WHAT YOU WILL DO:
After locating the line with "bathroom vanity is" in the data that follows, return it and every later line exactly, up to and including the line with "bathroom mirror is".

THE DATA:

*** Block opens ***

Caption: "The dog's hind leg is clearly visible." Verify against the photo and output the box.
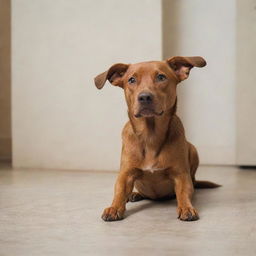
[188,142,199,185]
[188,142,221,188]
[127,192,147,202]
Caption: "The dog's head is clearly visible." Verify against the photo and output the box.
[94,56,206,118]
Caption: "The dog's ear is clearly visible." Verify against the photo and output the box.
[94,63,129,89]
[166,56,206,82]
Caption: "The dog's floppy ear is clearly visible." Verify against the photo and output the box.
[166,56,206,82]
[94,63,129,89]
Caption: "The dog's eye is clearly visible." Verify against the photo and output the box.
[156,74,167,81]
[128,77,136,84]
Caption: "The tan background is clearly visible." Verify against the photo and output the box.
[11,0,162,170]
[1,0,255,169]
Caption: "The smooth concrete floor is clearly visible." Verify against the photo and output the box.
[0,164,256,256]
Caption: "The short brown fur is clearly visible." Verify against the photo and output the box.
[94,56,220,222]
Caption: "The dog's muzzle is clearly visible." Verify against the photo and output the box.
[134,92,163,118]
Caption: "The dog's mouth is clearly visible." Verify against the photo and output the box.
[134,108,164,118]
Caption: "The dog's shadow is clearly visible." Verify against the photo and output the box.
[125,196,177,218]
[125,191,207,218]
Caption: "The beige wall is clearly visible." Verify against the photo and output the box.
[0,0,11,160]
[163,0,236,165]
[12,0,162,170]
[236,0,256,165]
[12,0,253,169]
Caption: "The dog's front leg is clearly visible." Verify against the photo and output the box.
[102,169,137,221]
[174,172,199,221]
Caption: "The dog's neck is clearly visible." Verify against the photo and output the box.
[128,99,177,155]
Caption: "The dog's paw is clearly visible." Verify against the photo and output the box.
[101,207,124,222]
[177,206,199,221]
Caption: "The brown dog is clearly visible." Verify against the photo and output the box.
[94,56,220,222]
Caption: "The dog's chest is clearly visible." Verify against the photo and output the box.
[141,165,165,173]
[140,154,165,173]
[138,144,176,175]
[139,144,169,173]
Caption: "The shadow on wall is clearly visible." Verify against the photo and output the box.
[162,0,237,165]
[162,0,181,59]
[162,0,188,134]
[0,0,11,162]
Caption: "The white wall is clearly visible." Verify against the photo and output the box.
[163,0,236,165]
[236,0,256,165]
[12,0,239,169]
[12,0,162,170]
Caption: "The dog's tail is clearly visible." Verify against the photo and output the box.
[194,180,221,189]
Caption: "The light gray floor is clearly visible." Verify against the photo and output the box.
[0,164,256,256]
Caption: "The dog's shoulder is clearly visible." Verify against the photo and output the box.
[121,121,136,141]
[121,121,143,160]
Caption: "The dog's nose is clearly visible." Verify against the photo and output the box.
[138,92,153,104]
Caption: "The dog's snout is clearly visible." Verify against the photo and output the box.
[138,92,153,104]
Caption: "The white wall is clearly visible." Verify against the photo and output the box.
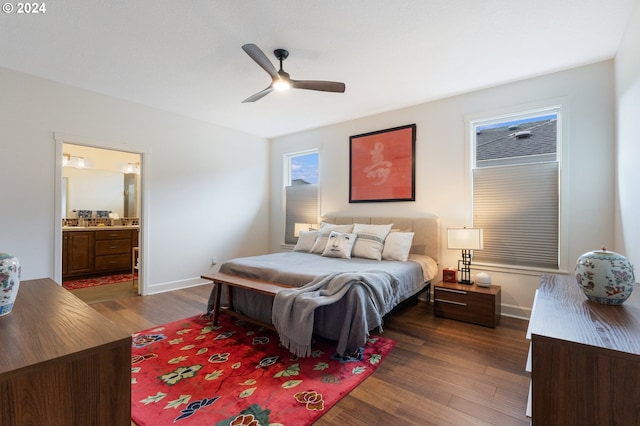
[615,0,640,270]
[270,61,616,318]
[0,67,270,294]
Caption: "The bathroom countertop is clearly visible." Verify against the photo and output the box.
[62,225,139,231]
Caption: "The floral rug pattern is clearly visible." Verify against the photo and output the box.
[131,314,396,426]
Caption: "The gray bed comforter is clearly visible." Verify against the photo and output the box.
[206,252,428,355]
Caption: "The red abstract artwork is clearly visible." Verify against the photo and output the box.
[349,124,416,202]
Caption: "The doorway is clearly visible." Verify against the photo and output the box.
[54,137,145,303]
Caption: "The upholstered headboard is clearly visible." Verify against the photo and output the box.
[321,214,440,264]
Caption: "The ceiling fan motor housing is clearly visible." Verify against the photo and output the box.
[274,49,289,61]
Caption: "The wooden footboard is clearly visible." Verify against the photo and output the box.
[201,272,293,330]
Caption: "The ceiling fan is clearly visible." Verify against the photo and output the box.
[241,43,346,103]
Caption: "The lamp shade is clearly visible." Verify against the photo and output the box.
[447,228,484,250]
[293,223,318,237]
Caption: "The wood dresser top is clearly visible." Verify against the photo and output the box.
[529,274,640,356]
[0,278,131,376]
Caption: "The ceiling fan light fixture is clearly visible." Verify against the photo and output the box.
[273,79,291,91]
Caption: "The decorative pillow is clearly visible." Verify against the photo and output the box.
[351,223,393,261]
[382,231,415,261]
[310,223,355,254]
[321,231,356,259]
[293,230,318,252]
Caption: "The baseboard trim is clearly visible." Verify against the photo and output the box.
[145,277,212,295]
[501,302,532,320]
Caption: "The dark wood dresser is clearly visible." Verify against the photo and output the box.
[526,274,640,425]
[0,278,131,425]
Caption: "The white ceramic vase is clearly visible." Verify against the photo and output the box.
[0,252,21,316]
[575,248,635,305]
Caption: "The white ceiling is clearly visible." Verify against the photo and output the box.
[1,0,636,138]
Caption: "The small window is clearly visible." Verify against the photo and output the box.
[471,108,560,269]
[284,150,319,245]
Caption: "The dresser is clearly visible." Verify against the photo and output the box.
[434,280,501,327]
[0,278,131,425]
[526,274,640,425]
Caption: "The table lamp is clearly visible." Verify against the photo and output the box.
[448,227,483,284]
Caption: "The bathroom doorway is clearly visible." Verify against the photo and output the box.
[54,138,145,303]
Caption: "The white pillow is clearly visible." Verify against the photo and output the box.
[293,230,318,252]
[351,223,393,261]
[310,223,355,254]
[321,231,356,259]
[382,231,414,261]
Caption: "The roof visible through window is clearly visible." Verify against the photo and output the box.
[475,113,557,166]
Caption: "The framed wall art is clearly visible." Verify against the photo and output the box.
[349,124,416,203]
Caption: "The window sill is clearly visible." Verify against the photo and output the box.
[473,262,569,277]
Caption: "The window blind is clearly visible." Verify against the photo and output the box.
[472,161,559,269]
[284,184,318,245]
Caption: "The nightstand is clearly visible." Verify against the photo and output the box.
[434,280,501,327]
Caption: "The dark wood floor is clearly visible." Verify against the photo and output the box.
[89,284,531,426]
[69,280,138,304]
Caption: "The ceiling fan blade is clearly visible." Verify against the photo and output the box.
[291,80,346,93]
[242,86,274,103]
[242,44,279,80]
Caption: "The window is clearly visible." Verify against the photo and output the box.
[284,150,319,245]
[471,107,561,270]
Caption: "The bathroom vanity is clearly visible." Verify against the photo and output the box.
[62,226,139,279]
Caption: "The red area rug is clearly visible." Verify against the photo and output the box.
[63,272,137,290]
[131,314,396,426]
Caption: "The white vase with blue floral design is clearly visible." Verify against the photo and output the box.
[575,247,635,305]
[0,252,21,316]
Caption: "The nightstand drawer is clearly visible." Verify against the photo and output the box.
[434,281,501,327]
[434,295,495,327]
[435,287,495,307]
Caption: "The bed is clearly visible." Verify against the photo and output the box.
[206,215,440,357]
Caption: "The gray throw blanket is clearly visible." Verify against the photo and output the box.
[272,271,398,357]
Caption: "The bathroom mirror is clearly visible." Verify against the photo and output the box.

*** Block closes ***
*** Block opens ***

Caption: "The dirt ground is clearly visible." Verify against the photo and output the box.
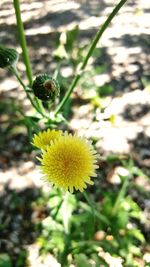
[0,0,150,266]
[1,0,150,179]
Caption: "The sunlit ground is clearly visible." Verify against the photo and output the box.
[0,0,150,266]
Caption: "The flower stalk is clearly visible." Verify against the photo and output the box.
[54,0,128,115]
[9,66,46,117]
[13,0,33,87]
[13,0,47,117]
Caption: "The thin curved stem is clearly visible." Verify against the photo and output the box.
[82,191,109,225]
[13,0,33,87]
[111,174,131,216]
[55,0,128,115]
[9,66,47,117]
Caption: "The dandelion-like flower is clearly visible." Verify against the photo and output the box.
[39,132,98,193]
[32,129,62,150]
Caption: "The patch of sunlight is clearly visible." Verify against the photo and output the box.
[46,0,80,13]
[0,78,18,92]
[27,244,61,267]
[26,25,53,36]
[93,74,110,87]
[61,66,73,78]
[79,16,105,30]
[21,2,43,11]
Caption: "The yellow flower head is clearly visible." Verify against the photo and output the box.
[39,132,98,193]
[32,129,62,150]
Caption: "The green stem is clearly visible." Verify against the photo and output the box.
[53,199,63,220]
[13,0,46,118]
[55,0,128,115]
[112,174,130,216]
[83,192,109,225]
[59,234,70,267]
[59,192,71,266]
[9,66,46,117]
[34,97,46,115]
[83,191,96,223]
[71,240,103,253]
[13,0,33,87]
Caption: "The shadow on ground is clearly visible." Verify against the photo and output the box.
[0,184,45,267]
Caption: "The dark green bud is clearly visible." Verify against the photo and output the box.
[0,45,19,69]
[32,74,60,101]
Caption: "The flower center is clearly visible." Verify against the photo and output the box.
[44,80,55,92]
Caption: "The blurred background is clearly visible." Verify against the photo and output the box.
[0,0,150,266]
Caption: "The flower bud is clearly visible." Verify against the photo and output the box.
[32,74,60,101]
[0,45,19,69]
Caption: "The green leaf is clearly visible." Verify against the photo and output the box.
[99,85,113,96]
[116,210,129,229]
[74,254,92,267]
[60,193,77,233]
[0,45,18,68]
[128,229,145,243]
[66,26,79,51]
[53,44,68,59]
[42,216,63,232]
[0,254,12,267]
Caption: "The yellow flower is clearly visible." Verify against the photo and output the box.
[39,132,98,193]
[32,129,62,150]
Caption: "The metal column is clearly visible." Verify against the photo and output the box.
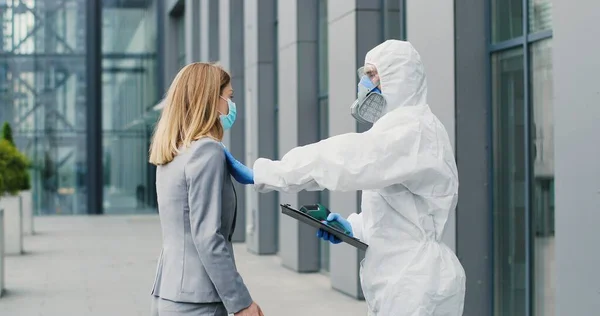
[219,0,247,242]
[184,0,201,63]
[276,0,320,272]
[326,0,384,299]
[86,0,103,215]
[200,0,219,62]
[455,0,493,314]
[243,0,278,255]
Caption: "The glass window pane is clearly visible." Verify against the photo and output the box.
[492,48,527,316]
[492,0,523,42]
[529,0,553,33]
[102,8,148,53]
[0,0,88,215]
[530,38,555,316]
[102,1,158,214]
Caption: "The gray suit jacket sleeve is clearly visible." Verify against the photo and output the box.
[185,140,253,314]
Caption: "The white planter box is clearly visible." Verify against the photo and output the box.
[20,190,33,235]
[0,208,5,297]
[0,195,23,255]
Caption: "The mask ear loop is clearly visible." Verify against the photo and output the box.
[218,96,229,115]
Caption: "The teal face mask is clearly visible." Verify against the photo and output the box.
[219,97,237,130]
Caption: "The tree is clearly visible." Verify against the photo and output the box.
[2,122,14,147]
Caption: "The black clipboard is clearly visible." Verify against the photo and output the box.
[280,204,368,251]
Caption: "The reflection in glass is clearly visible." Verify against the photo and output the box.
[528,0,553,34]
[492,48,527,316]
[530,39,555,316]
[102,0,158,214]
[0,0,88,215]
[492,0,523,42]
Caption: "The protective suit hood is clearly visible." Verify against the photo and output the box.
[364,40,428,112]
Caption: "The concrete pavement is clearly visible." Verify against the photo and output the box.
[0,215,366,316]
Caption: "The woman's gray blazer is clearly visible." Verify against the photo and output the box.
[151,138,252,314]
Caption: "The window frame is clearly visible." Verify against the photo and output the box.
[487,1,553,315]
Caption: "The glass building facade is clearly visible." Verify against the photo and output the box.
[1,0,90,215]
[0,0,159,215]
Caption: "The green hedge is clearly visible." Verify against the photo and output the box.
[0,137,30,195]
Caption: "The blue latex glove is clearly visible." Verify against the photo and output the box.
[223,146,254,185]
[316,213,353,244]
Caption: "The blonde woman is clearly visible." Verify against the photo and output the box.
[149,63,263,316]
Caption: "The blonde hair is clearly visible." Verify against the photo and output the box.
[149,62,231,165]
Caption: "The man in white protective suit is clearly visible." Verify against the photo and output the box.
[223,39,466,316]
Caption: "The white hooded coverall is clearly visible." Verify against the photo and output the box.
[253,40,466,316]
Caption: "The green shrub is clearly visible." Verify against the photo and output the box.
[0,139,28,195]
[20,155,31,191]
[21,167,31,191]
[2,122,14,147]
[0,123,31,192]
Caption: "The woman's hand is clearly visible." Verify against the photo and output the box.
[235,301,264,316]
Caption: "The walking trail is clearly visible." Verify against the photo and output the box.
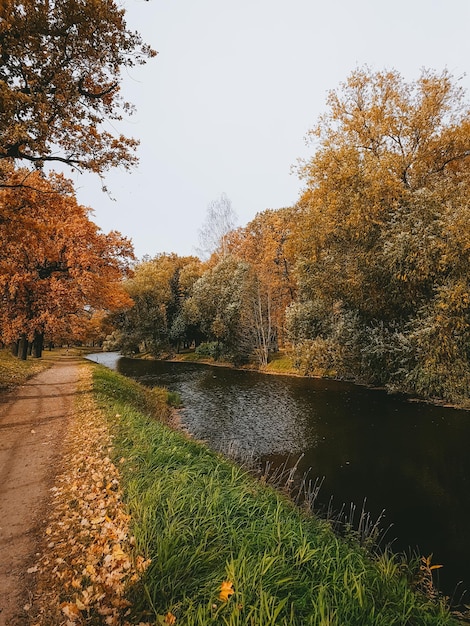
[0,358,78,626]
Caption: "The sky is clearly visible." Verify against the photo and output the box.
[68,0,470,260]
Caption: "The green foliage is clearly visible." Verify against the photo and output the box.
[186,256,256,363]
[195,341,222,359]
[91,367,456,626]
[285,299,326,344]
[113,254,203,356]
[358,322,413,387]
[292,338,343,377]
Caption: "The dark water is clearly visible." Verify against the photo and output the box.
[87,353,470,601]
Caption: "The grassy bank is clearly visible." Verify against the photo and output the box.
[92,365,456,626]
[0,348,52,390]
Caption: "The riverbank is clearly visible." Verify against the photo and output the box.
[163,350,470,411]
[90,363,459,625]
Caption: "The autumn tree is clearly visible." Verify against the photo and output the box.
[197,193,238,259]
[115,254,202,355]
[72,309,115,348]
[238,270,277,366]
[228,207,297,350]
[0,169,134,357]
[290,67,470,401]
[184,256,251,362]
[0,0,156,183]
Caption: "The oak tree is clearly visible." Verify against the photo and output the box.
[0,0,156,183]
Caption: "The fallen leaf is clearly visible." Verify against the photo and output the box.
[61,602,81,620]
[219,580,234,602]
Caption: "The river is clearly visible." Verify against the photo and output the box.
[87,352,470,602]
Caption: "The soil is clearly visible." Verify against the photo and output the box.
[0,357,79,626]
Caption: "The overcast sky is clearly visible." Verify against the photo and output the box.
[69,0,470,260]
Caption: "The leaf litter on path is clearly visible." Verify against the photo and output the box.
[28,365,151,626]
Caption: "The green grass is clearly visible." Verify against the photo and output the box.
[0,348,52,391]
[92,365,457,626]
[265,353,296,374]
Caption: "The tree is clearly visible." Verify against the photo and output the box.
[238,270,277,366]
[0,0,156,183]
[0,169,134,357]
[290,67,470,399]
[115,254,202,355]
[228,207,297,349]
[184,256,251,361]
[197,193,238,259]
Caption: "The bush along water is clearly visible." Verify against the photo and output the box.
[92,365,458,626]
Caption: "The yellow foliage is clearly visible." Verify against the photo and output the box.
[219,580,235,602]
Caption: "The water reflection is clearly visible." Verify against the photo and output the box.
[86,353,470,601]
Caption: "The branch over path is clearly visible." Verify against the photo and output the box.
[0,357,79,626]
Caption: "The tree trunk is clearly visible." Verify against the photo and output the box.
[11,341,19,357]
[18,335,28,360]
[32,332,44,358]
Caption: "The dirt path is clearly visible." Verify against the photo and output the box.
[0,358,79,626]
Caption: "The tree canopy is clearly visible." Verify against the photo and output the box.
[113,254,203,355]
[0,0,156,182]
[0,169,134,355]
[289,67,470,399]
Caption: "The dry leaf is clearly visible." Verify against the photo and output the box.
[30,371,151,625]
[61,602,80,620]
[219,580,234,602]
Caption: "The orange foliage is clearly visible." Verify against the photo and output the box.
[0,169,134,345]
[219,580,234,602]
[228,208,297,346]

*** Block closes ***
*** Block opens ***

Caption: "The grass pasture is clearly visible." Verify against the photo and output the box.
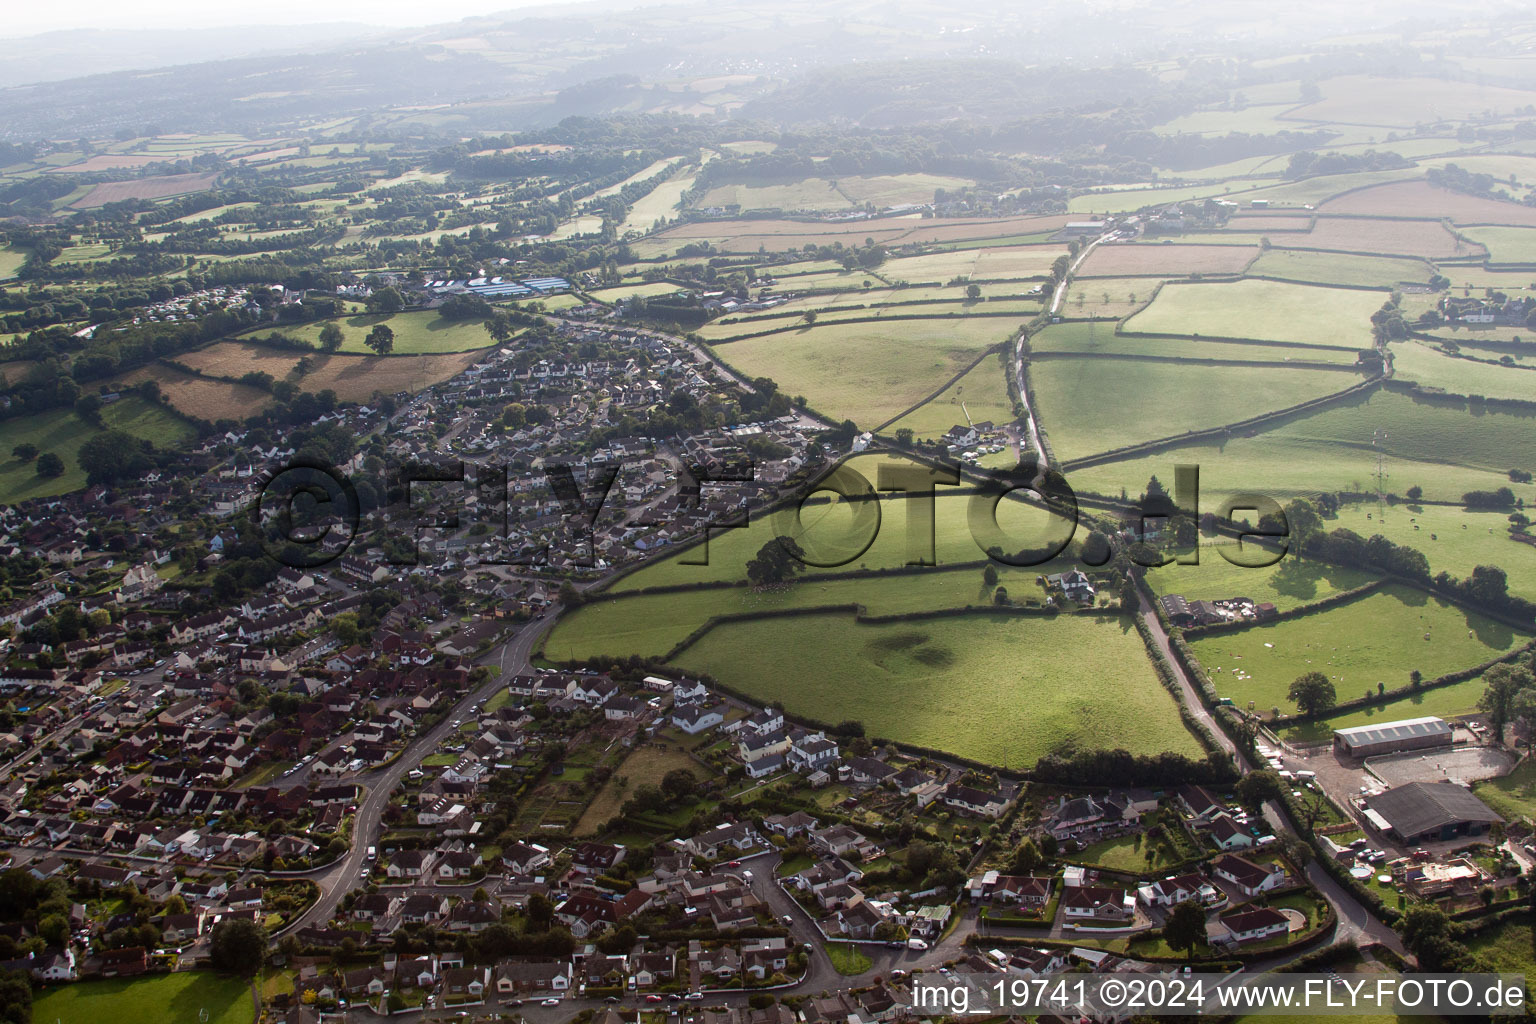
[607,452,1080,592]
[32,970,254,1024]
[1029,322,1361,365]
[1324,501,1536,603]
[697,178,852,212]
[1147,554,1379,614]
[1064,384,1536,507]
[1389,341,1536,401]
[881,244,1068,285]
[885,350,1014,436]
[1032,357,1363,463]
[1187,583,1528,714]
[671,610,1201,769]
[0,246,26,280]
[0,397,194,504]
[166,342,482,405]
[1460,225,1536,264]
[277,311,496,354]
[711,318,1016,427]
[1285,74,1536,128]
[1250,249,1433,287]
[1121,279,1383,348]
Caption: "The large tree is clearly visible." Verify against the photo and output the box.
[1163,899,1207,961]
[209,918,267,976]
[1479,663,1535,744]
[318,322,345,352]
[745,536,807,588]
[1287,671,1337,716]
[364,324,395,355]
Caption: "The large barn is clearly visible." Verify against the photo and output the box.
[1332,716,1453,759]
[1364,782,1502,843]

*** Block closes ***

EXERCISE RESPONSE:
Caption: "The bathroom vanity is clearly visible." Verify against the photo and output the box.
[62,226,139,279]
Caption: "The red area rug is clearly visible." Verify against the photo and output the box.
[63,272,137,290]
[131,314,396,426]
Caption: "The white vase with blue floral design is clearly visible." Verify against the photo and output the box.
[575,247,635,305]
[0,252,21,316]
Caption: "The nightstand drawer is clearly visible." Verify against the photo and output the box.
[434,281,501,327]
[434,295,495,327]
[435,287,495,307]
Caption: "The bed is clearly visible." Verify against the photo and output the box.
[206,215,440,357]
Caption: "The gray throw blanket is clearly visible." Verify against the photo and output the box.
[272,271,398,357]
Caption: "The bathroom mirror is clearly visible." Verify against the photo and output the box.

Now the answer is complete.